Data to process Block Start
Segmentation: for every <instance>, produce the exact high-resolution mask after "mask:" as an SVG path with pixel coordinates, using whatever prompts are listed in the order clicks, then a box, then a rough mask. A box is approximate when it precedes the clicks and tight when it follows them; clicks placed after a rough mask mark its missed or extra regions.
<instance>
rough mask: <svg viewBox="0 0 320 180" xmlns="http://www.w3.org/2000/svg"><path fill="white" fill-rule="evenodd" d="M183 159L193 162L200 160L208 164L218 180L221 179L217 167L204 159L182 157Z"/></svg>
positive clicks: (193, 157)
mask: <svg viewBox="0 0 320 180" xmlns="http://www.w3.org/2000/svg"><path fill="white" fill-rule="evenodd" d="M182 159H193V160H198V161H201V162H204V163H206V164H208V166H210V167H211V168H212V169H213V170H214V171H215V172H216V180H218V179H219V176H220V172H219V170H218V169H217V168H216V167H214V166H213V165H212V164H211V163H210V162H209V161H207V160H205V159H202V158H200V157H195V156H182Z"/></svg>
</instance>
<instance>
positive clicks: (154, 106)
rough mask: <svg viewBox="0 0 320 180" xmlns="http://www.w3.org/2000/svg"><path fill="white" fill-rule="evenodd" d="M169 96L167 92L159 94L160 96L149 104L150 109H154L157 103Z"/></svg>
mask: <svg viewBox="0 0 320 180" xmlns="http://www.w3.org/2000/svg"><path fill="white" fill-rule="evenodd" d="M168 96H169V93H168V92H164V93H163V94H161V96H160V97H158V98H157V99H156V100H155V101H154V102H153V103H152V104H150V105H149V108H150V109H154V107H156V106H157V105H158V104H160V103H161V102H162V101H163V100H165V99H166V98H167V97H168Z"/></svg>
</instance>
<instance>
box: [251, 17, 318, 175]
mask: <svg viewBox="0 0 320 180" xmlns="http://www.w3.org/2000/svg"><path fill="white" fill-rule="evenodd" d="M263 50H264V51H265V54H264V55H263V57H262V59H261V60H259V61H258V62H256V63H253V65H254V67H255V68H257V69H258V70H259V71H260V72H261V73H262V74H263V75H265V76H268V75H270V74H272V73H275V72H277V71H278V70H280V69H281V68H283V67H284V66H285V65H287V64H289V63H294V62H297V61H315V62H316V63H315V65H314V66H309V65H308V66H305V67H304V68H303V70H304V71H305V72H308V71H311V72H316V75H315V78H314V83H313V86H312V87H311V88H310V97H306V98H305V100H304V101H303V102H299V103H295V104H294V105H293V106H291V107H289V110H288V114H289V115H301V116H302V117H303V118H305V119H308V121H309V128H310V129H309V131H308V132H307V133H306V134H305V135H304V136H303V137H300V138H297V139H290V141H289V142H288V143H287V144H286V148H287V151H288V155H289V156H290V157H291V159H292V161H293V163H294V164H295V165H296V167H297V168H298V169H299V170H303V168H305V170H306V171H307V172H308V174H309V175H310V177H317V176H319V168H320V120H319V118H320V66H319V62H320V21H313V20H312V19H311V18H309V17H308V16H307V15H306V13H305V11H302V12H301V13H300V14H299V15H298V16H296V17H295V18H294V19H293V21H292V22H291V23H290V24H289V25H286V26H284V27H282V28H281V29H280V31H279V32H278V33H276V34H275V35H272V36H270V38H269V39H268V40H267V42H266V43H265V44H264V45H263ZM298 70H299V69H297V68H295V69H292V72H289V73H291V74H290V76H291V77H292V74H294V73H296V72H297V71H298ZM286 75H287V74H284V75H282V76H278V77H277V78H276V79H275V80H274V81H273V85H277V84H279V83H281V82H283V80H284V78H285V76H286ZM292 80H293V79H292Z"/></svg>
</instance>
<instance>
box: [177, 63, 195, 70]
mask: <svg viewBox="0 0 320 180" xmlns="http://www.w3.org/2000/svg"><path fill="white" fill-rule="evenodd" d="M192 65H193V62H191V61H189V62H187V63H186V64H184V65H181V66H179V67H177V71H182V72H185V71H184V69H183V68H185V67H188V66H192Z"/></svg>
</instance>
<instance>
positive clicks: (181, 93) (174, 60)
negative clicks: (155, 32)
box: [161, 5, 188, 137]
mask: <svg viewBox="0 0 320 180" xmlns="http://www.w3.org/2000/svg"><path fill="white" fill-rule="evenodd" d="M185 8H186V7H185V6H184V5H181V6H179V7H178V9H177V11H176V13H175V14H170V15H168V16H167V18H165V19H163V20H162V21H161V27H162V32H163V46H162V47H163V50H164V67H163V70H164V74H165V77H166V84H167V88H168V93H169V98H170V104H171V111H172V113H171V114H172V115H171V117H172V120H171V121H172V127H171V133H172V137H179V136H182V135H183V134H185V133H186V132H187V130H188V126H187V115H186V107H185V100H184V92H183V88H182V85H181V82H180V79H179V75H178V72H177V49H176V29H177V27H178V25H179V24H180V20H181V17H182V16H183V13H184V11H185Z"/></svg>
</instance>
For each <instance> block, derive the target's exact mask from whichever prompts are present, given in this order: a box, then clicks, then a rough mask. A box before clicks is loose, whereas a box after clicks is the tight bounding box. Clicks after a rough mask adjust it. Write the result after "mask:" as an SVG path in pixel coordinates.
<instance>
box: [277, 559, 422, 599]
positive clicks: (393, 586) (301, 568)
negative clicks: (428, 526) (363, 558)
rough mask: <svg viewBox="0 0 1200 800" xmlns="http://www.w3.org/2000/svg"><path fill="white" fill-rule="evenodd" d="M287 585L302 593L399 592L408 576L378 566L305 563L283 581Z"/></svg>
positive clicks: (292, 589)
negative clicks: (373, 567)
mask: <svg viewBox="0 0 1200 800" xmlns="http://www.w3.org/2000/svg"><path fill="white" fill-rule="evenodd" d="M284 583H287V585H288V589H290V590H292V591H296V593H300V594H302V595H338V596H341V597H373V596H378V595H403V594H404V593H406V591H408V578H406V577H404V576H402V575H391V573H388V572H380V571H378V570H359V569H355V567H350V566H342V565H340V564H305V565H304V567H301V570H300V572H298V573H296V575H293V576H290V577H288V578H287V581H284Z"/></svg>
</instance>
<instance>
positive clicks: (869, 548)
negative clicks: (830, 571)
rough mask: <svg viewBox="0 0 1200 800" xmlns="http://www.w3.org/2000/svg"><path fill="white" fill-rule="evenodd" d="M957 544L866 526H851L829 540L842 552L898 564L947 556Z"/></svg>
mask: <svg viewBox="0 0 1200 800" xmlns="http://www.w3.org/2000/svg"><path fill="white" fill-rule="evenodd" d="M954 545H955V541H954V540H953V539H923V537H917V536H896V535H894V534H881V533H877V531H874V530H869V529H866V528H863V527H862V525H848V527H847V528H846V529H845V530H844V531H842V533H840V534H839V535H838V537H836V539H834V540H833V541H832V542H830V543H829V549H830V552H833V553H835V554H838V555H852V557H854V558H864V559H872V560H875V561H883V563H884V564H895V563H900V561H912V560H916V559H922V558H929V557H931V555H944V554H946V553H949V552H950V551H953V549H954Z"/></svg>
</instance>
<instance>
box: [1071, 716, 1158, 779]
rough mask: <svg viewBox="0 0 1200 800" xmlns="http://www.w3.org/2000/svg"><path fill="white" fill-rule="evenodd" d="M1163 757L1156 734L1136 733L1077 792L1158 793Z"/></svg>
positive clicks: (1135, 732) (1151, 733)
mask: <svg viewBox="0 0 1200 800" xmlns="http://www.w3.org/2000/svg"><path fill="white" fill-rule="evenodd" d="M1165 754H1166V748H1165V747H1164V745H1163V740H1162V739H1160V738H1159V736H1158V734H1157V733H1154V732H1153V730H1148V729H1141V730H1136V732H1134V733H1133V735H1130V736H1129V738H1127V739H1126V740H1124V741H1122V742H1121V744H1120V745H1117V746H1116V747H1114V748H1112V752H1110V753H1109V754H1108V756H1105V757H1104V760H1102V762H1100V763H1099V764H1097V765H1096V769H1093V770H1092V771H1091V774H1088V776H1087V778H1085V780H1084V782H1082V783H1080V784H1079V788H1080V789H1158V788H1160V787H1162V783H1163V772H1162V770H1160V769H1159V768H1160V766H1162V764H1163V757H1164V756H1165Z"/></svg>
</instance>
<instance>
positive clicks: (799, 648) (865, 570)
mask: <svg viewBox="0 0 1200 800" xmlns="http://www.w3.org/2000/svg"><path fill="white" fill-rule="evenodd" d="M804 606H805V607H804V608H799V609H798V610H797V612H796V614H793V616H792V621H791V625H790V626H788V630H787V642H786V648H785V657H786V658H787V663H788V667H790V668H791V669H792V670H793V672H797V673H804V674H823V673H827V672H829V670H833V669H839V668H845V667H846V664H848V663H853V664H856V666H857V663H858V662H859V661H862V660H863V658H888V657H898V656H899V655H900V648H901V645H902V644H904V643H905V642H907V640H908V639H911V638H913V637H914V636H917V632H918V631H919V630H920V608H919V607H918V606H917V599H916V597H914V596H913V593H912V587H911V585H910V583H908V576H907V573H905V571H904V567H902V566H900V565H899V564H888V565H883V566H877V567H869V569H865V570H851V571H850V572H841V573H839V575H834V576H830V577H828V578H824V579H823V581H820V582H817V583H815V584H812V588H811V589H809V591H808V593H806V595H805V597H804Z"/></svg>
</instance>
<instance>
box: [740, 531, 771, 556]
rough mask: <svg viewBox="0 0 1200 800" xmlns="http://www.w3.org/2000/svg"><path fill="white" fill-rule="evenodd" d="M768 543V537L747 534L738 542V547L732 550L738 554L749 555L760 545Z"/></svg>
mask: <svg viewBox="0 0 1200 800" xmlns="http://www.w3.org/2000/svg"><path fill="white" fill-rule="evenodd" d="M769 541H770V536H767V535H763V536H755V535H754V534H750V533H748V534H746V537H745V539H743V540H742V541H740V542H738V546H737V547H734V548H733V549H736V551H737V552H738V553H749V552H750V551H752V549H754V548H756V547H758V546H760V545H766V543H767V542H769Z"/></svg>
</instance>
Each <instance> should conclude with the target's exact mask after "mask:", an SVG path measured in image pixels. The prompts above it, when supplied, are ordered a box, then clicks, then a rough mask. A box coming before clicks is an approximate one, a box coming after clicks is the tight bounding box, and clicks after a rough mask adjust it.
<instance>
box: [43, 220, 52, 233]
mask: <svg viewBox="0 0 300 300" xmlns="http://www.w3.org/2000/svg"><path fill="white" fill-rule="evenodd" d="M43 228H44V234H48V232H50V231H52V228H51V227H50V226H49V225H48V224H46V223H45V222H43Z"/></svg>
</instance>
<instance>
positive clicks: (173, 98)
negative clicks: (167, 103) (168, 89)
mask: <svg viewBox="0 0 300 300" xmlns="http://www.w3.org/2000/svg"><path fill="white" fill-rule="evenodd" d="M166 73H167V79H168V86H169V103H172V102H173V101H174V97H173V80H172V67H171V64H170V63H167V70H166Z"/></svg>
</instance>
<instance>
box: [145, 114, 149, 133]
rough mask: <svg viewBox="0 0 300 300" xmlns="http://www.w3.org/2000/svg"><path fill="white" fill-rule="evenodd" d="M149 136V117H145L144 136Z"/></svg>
Data to process Block End
Task:
Reproduce the listing from its first line through the line containing "positive clicks: (193, 157)", swapping every "rough mask" for "coarse mask" and leaving everything else unchanged.

Output of the task:
Segmentation: for every <instance>, produce the exact high-resolution mask after "mask:" as an SVG path with pixel coordinates, using whatever prompts are listed in the order clicks, then a box, then a coarse mask. A box is approximate when it precedes the clicks and tight when it follows them; clicks placed after a coarse mask mark its missed or extra regions.
<instance>
coarse mask: <svg viewBox="0 0 320 180" xmlns="http://www.w3.org/2000/svg"><path fill="white" fill-rule="evenodd" d="M183 159L193 162L200 160L208 164L218 180L221 179L217 167L204 159L182 157Z"/></svg>
positive clicks: (193, 157)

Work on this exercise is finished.